=== Extract to read ===
_ _ _ _
Friday, July 27, 2018

Outcome of TCR/pMHC interactions is presently unpredictable

This week journal Cell published a very important paper from KC Garcia's lab at Stanford. The focus of the study was to understand and determine, if possible, all the parameters that makes a given peptide/MHC and its similar looking variants stimulatory versus non-stimulatory to a given TCR molecule.

First, they compared two TCR molecules specific for class II HLA-DR4-HIV(Gag164–183). While both TCR expressing clones, TCR6 and TCR11, could bind pHLA tetramer, only TCR6 "proliferated, secreted cytokines, and downregulated TCR in response to stimulation with" HLA-DR4-HIV(Gag164–183). Both TCR clones could respond directly or after transducing them into TCR αβ-deficient cell line to non-specific stimulation such as anti-CD3 (OKT3).

Similar observation were made using TCRs specific for class I HLA-B35-HIV(Pol448–456). Here too, both TCR clones designated as TCR589 and TCR55 could bind specific pMHC tetramer but only TCR589 showed dose-dependent secretion of IL-2 in response to peptide-pulsed APCs.
_ _ _ _
(Referring expression grounding data)

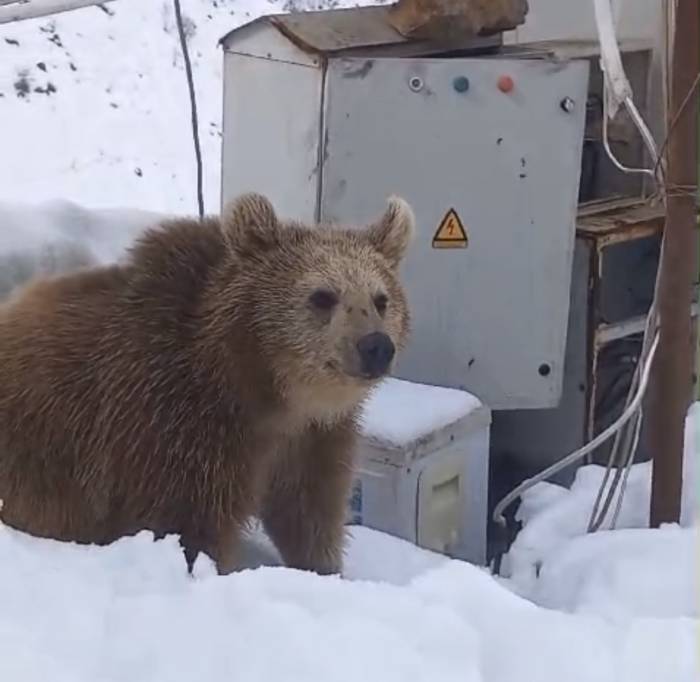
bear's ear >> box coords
[221,192,280,255]
[365,196,416,267]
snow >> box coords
[0,200,164,298]
[0,0,700,682]
[0,516,697,682]
[362,378,484,447]
[502,402,700,619]
[0,0,381,213]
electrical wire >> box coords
[493,0,668,531]
[493,330,659,526]
[173,0,204,220]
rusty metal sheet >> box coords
[576,201,664,244]
[220,6,501,55]
[388,0,529,40]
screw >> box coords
[452,76,469,92]
[408,76,423,92]
[559,97,575,114]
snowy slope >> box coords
[0,0,700,682]
[0,0,382,213]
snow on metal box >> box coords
[348,379,491,563]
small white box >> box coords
[348,379,491,565]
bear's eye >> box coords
[374,294,389,315]
[309,289,338,310]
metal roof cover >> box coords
[220,5,502,55]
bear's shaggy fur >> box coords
[0,194,414,573]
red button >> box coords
[497,76,515,93]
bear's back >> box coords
[0,220,250,541]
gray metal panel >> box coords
[221,52,323,221]
[321,58,588,409]
[491,239,592,486]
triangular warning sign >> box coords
[433,208,469,249]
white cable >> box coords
[493,331,659,526]
[493,0,665,530]
[593,0,632,118]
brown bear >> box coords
[0,194,414,573]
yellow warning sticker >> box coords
[433,208,469,249]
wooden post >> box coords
[648,0,700,527]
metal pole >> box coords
[0,0,113,24]
[648,0,700,527]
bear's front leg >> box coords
[180,522,241,575]
[261,418,355,574]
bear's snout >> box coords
[357,332,396,379]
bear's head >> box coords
[221,194,415,414]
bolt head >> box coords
[452,76,469,92]
[559,97,576,114]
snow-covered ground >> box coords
[0,0,700,682]
[0,0,380,213]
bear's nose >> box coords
[357,332,396,379]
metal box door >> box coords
[319,58,588,409]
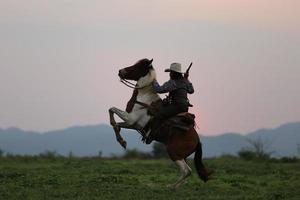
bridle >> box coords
[120,78,138,89]
[120,64,152,89]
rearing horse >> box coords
[109,59,211,189]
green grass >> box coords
[0,157,300,200]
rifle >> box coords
[184,62,193,79]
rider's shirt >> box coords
[153,78,194,104]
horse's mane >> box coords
[137,68,156,87]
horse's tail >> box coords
[194,140,212,182]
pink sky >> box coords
[0,0,300,135]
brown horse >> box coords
[109,59,211,189]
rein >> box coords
[120,79,139,89]
[120,79,152,89]
[120,79,152,109]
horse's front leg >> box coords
[109,107,132,149]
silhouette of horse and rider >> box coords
[109,59,212,189]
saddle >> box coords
[144,112,195,144]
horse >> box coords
[109,58,211,189]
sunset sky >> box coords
[0,0,300,135]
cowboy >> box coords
[146,63,194,141]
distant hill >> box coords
[0,122,300,157]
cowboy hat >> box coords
[165,63,184,74]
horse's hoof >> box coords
[119,140,127,149]
[167,184,178,191]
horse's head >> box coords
[119,58,153,81]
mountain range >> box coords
[0,122,300,157]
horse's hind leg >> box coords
[171,159,192,190]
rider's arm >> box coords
[187,81,194,94]
[152,80,176,93]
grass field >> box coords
[0,157,300,200]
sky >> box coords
[0,0,300,135]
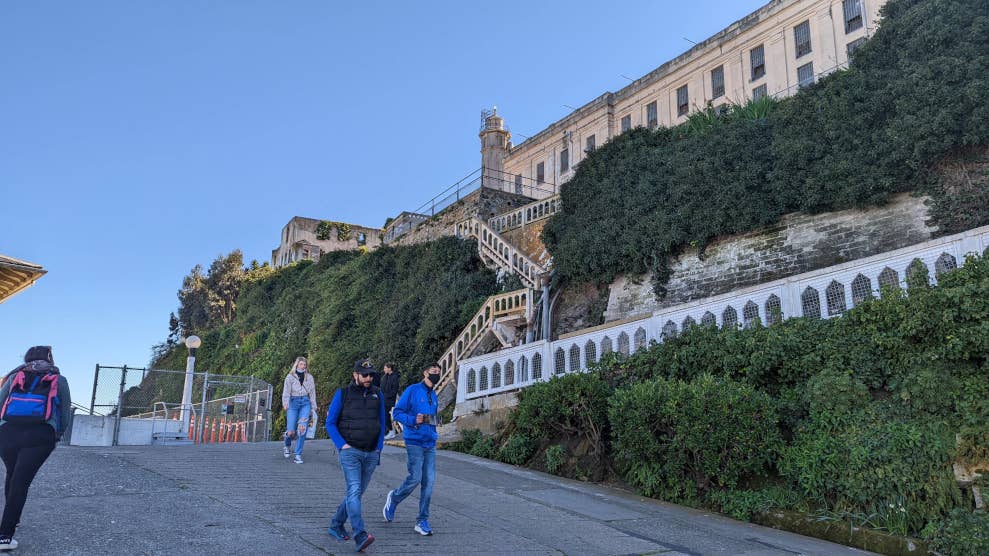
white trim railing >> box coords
_ _ _ _
=== Task requirements ===
Continue the post on TCR/pMHC interactions from the point where it stops.

=== Written response ===
Next, the authors determined TCR/pMHC affinity by surface plasmon resonance. For TCR55 (non-stimulatory) and TCR589 (stimulatory) clones it was 17μM and 4μM KD, respectively. Surprisingly, for TCR6 (stimulatory) and TCR11 (non-stimulatory) clones affinity was 10μM and 1μM KD, respectively.

Analysis of TCR55 (non-stimulatory) and TCR589 (stimulatory) TCR/pMHC interaction on lipid bilayers by total internal reflection fluorescence (TIRF) microscopy showed similar mean dwell times of 10.1 ± 2.0 s and 8.7 ± 2.1 s, respectively. Structural analysis of the crystal structures of TCR589 and TCR55 in complex with HLA-B35-HIV(Pol448–456) also showed "no substantial differences in the conformations of the constant regions that would indicate differential allostery correlating with signaling."

Functional analysis of TCR proximal signaling molecules showed that stimulatory TCR589 but not TCR55 could up-regulate CD69, induce calcium release and recruit ZAP70 in response to HLA-B35-HIV(Pol448–456).

Next, they generated peptide library similar to HIV(Pol448–456) with potencies "ranging from full agonism to partial agonism to no detectable signaling". Importantly, "the peptides that elicited these disparate signaling outcomes were remarkably similar in sequence."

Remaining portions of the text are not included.